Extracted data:
________________________________________

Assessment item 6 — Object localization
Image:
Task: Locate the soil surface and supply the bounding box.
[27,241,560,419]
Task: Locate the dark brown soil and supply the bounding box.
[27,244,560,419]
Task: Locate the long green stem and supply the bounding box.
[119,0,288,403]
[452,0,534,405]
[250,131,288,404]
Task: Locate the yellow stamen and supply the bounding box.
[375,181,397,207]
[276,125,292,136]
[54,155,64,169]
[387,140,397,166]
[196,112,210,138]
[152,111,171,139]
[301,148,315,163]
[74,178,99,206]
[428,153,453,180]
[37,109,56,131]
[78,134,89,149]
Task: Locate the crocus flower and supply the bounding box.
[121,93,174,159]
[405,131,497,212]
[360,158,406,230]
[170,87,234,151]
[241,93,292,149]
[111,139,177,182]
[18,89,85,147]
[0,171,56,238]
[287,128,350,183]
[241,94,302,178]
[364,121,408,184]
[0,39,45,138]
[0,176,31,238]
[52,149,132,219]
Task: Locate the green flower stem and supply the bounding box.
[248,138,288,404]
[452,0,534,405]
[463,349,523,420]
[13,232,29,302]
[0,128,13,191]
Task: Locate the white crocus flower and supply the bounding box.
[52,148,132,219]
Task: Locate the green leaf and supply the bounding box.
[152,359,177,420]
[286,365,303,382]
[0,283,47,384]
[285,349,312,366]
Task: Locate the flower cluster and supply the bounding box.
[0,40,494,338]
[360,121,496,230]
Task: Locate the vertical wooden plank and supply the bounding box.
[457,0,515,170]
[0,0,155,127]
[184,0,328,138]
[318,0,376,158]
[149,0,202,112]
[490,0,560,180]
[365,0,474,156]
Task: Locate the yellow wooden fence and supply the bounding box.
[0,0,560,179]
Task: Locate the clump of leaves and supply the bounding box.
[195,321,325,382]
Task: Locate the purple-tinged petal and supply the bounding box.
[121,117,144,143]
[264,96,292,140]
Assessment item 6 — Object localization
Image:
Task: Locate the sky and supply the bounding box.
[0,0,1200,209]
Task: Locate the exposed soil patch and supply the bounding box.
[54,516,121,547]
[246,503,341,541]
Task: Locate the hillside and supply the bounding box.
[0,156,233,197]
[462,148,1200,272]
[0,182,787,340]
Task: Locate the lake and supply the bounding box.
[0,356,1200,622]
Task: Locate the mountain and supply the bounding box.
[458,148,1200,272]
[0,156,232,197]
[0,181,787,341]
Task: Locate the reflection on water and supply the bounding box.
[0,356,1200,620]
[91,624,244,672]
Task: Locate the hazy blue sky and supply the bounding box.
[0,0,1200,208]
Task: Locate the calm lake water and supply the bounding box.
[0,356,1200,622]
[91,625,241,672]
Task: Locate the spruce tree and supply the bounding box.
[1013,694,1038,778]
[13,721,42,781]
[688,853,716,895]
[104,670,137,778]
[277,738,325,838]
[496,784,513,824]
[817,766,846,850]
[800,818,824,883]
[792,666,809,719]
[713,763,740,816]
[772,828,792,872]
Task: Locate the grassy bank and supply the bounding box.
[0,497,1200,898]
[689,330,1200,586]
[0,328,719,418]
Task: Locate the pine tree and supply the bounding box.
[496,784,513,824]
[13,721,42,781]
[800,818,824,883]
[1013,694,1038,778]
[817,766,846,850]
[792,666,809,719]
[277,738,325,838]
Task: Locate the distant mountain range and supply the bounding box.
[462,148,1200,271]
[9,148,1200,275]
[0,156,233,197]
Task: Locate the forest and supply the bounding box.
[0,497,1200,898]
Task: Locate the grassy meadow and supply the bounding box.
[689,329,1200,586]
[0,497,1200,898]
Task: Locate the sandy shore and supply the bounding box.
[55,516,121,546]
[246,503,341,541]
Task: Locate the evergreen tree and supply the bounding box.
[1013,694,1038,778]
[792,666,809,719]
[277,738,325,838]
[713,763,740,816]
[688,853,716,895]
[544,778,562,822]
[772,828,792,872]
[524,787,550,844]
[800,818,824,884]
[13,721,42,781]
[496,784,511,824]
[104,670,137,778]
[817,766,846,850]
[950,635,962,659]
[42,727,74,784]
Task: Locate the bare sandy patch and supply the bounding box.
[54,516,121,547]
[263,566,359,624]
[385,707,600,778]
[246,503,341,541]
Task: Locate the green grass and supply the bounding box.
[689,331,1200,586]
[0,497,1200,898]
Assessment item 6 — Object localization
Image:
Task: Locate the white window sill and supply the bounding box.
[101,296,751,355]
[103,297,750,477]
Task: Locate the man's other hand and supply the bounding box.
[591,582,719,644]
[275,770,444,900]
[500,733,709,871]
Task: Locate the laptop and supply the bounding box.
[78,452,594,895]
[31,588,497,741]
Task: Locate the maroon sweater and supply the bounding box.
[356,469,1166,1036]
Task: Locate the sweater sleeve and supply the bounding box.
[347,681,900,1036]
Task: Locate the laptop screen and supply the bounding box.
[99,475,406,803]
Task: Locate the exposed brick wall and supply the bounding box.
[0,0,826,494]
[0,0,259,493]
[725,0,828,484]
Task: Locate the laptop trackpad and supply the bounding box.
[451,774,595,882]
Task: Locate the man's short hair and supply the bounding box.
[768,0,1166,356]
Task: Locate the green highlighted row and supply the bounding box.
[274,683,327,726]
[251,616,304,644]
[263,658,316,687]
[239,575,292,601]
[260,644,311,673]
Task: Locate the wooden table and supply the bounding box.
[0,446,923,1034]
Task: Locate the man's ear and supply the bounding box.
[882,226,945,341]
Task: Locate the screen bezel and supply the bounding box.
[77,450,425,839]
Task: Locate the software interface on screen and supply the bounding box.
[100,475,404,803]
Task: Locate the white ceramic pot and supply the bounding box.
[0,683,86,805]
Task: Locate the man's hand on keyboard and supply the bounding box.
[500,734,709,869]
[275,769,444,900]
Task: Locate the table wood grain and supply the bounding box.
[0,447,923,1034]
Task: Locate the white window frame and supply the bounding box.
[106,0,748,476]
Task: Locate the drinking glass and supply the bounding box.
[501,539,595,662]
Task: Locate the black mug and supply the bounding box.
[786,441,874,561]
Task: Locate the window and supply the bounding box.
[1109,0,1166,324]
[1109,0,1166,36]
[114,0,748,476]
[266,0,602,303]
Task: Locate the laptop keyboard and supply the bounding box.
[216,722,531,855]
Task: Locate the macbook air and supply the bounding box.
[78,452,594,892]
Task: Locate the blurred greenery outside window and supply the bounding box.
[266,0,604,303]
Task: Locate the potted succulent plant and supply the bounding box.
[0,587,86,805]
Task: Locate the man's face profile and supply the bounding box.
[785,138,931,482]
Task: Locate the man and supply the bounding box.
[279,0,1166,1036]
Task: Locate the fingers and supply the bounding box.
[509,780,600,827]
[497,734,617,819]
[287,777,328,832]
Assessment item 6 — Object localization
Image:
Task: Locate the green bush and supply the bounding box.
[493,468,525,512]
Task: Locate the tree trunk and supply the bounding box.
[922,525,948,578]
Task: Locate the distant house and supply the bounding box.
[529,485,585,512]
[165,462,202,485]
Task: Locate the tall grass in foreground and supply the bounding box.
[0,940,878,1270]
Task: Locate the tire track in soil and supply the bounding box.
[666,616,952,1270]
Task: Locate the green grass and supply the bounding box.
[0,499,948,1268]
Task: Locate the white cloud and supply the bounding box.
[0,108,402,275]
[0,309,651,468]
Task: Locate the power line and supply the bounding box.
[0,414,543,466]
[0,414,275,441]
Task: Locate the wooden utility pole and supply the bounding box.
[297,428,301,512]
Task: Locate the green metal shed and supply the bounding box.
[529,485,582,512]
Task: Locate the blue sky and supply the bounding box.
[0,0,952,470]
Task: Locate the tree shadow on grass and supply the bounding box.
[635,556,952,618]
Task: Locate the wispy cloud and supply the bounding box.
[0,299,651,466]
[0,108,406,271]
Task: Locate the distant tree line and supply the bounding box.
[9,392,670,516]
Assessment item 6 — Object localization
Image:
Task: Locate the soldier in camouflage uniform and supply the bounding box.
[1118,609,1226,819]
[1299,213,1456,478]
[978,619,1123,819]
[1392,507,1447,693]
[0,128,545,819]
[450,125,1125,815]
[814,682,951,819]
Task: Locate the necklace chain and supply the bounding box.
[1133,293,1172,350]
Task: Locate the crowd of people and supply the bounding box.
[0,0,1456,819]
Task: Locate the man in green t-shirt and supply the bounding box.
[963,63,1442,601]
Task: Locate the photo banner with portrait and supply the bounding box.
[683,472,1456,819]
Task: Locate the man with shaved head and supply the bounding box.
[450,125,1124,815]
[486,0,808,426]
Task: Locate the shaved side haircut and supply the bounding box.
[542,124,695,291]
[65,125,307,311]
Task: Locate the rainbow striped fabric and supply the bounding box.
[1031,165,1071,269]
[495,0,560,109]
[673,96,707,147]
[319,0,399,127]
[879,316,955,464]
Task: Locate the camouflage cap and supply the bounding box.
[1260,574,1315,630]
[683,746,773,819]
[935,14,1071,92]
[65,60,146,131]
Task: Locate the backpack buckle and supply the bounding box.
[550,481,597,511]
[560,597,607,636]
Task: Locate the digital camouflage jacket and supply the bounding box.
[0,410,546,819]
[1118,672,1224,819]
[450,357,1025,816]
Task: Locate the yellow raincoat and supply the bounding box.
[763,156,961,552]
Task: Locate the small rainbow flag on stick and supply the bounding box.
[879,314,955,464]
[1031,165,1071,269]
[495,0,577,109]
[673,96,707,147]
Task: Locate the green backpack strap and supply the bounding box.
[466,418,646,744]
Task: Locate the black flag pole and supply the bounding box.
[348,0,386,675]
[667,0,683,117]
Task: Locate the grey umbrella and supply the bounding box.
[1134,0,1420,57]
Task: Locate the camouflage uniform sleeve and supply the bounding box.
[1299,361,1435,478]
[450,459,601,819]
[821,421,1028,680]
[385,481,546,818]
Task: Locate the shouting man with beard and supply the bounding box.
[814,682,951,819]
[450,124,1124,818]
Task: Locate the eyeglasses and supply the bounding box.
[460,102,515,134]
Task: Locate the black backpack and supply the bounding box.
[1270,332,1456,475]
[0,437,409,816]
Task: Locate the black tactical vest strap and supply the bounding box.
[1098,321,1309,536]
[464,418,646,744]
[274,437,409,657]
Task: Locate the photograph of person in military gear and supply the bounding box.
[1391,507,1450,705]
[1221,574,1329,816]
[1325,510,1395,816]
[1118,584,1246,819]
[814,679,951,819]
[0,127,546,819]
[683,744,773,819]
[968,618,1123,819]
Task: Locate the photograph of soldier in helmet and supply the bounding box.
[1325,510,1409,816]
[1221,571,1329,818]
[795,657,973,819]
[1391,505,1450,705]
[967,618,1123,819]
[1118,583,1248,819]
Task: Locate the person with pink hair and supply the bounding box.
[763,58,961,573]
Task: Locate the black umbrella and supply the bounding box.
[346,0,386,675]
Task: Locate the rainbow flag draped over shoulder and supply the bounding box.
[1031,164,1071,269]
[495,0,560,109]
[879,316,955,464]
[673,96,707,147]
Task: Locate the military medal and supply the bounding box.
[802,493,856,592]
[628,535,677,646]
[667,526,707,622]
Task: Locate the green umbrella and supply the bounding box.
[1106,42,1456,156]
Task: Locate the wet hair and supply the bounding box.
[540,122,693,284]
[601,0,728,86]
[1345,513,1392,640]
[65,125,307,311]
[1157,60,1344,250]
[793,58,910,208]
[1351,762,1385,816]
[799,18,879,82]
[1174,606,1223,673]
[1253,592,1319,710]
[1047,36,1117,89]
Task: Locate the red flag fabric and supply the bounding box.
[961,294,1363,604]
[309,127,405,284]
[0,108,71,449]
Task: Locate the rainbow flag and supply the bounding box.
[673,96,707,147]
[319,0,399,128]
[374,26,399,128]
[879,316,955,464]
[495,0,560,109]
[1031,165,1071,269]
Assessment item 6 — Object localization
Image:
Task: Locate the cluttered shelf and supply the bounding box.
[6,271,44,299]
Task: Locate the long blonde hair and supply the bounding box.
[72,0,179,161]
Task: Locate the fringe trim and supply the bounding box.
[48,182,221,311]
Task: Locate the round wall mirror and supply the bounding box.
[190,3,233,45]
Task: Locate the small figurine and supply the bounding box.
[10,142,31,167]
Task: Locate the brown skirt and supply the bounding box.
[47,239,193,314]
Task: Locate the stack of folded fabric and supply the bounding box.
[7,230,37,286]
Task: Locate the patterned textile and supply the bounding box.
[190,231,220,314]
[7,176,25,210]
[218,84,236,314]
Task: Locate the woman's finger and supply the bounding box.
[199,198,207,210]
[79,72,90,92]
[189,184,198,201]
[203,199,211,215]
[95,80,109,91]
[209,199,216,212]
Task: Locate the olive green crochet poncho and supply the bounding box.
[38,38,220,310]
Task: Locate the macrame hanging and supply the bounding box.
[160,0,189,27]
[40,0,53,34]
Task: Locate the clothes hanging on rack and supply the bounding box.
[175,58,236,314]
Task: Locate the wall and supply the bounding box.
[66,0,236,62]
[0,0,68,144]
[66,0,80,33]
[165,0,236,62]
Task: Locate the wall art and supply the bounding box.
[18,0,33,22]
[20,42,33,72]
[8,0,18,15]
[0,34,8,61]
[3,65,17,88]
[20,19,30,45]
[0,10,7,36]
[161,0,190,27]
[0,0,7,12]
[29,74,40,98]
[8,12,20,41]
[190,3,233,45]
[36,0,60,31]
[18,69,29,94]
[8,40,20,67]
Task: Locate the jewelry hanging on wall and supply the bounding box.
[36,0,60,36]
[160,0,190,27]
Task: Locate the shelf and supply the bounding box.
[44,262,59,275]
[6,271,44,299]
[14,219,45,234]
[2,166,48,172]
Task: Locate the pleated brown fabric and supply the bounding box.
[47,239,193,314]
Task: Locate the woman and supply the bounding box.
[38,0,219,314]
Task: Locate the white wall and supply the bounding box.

________________________________________

Please format the data starting at the line containing "Task: Locate the clump" and ending at the line containing "[91,624,244,672]" as a two-column CSV with the headers task and answer. Put each "Task:" line with its answer in one row, each in a single quoted field, with line breaks replaced by spaces.

→ Correct output:
task,answer
"Task: Locate the clump of leaves and supply the bounding box.","[195,321,325,382]"
"Task: Locate the purple-tinged petal and supply the bounding box.","[121,117,144,143] [264,96,292,140]"
"Assessment item 6 — Object localization Image: Task: Locate the sky and supply the bounding box.","[0,0,1200,209]"
"Task: Locate the exposed soil patch and supply the bounding box.","[54,516,121,547] [246,503,341,541]"
"Task: Locate the hillside and supply the bounding box.","[0,156,233,197] [462,148,1200,272] [0,182,787,340]"
"Task: Locate the lake and supply the bounding box.","[0,356,1200,622]"
"Task: Locate the mountain and supply the bounding box.","[458,148,1200,272] [0,156,232,197] [0,181,787,341]"
"Task: Locate the reflection on water and supply the bounding box.","[0,356,1200,620] [91,624,244,672]"